-------- Record excerpts --------

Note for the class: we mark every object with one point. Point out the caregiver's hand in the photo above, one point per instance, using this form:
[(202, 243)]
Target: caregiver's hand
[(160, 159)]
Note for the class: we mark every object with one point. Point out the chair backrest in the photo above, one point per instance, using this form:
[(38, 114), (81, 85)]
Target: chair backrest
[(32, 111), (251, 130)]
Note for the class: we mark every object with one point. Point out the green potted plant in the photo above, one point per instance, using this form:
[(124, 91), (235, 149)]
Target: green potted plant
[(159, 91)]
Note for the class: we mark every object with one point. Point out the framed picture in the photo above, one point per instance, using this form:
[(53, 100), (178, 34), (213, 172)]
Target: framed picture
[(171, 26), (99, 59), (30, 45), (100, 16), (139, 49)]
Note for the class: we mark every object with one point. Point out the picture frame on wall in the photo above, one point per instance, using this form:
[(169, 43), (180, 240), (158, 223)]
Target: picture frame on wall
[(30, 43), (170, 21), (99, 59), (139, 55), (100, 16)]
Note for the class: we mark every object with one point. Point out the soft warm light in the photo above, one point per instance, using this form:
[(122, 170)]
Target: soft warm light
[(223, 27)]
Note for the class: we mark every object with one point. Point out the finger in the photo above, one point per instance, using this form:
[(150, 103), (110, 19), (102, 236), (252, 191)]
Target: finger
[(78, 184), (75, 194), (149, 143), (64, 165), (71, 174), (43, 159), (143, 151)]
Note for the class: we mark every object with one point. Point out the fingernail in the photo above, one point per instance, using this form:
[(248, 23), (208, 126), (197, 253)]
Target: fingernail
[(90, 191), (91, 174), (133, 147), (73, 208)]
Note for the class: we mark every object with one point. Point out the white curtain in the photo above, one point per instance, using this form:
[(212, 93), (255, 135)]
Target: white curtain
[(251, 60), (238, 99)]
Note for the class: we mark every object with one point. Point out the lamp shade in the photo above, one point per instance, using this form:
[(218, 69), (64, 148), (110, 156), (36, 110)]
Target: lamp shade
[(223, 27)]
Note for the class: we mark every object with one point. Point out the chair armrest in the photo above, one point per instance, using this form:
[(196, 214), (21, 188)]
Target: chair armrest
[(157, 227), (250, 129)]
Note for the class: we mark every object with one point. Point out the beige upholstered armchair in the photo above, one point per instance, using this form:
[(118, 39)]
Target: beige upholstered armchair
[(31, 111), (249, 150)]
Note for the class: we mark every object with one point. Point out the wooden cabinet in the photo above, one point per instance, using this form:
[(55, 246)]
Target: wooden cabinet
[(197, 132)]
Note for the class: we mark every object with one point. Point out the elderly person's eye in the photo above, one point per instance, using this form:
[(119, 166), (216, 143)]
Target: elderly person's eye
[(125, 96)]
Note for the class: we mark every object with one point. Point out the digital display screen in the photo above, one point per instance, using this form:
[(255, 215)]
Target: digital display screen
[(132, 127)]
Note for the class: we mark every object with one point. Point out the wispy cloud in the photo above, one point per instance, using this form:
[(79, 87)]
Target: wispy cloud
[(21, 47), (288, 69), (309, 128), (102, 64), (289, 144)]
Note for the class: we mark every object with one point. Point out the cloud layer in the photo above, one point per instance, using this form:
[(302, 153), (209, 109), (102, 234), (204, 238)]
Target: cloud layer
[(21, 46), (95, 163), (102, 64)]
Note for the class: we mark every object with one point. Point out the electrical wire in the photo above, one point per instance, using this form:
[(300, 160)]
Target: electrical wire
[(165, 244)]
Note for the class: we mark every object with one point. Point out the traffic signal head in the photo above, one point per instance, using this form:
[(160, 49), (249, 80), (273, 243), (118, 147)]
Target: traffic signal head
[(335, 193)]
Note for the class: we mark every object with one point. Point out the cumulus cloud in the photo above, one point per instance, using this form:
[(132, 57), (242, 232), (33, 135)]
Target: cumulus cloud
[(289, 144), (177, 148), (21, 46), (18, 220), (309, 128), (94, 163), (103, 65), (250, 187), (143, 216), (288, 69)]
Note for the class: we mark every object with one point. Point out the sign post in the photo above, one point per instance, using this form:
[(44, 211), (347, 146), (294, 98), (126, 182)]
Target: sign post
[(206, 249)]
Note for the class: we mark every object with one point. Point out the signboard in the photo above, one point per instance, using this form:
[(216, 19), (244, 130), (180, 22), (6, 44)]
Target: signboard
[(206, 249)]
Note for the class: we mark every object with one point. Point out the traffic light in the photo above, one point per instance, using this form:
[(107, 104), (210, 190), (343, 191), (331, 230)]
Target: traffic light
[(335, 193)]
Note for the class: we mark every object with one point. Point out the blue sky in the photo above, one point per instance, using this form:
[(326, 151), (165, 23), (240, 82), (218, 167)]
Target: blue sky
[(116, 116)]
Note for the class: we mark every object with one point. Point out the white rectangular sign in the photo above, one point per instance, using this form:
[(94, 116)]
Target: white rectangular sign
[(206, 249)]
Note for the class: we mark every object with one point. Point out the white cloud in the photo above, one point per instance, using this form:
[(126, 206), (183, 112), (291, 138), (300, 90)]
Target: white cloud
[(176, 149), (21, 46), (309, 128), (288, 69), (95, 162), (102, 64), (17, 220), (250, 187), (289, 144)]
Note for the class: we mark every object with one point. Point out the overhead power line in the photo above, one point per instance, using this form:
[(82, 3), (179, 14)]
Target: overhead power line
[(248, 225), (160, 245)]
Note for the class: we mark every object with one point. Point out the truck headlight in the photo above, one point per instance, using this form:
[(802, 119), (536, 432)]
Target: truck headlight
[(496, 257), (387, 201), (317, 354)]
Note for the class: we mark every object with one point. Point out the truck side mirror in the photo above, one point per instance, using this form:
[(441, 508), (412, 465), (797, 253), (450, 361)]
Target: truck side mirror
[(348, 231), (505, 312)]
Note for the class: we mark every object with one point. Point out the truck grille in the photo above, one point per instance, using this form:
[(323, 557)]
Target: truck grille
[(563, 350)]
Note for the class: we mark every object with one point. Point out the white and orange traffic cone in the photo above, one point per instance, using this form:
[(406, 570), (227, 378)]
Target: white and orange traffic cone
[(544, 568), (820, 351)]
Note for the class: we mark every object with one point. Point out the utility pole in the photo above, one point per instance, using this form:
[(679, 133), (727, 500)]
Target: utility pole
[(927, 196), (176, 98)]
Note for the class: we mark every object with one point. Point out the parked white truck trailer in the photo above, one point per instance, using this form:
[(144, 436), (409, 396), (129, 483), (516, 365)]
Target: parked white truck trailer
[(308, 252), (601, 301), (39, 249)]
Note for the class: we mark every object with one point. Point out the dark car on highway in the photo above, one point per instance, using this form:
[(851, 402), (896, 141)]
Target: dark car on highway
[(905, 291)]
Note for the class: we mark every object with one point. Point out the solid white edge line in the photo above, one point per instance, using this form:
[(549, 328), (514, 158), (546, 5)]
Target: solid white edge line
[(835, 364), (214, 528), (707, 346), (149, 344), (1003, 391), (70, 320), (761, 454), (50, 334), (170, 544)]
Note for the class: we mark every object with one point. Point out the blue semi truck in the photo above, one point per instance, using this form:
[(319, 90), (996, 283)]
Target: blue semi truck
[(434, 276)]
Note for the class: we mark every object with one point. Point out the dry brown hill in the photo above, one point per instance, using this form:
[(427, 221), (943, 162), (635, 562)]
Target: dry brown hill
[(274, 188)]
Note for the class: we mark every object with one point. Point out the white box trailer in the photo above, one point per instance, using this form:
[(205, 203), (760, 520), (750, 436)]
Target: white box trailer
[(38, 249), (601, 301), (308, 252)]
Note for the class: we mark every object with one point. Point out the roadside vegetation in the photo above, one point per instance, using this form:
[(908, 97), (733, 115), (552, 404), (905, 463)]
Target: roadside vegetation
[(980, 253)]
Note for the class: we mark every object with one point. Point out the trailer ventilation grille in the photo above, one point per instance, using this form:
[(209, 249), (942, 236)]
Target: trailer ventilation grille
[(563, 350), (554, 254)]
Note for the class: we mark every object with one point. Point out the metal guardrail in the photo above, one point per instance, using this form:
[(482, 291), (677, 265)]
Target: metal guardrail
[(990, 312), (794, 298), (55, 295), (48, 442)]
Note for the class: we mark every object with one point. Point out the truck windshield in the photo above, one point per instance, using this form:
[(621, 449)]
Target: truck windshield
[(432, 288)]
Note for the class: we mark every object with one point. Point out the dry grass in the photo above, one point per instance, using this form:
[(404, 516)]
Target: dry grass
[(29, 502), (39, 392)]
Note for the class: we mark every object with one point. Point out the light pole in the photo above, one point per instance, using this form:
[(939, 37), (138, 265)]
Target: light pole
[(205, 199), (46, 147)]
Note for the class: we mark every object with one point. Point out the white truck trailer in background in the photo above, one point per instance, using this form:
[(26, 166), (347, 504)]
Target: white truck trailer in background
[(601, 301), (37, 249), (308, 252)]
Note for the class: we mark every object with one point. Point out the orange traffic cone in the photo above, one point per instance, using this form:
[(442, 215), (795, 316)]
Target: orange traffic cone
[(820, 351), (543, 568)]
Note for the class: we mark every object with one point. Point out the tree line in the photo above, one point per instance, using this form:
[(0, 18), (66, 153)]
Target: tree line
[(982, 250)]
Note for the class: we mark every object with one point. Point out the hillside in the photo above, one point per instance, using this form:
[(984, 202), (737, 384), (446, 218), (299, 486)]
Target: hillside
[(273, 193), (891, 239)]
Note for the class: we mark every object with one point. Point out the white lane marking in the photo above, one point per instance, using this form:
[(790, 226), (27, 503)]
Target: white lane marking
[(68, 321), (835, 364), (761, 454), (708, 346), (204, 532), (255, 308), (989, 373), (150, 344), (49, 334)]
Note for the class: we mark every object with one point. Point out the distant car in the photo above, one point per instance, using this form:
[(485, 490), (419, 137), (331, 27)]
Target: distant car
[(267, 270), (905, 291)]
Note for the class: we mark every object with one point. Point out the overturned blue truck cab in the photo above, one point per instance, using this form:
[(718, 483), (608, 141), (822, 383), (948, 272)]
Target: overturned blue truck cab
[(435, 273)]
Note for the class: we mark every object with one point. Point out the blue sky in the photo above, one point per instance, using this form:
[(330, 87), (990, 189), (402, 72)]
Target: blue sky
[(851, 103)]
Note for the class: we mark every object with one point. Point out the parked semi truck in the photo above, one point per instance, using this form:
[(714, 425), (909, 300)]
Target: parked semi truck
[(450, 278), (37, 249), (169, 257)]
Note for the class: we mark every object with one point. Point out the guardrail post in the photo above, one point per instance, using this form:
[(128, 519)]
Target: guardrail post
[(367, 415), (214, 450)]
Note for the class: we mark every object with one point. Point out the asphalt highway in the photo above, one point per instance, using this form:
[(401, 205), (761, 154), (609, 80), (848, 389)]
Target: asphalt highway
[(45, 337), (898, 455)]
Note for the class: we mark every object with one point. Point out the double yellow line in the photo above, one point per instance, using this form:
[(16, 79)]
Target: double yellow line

--------

→ Problem to solve
Can you give again, word for word, the lines of the records from the one containing "out the trailer" up to and including the one containing "[(563, 350), (554, 254)]"?

→ Result
Note for the class: we mark every object with one point. Point out the trailer ventilation grille in the photo above, one point per instance, using this form:
[(209, 249), (942, 236)]
Target: trailer ventilation grille
[(563, 350), (554, 254)]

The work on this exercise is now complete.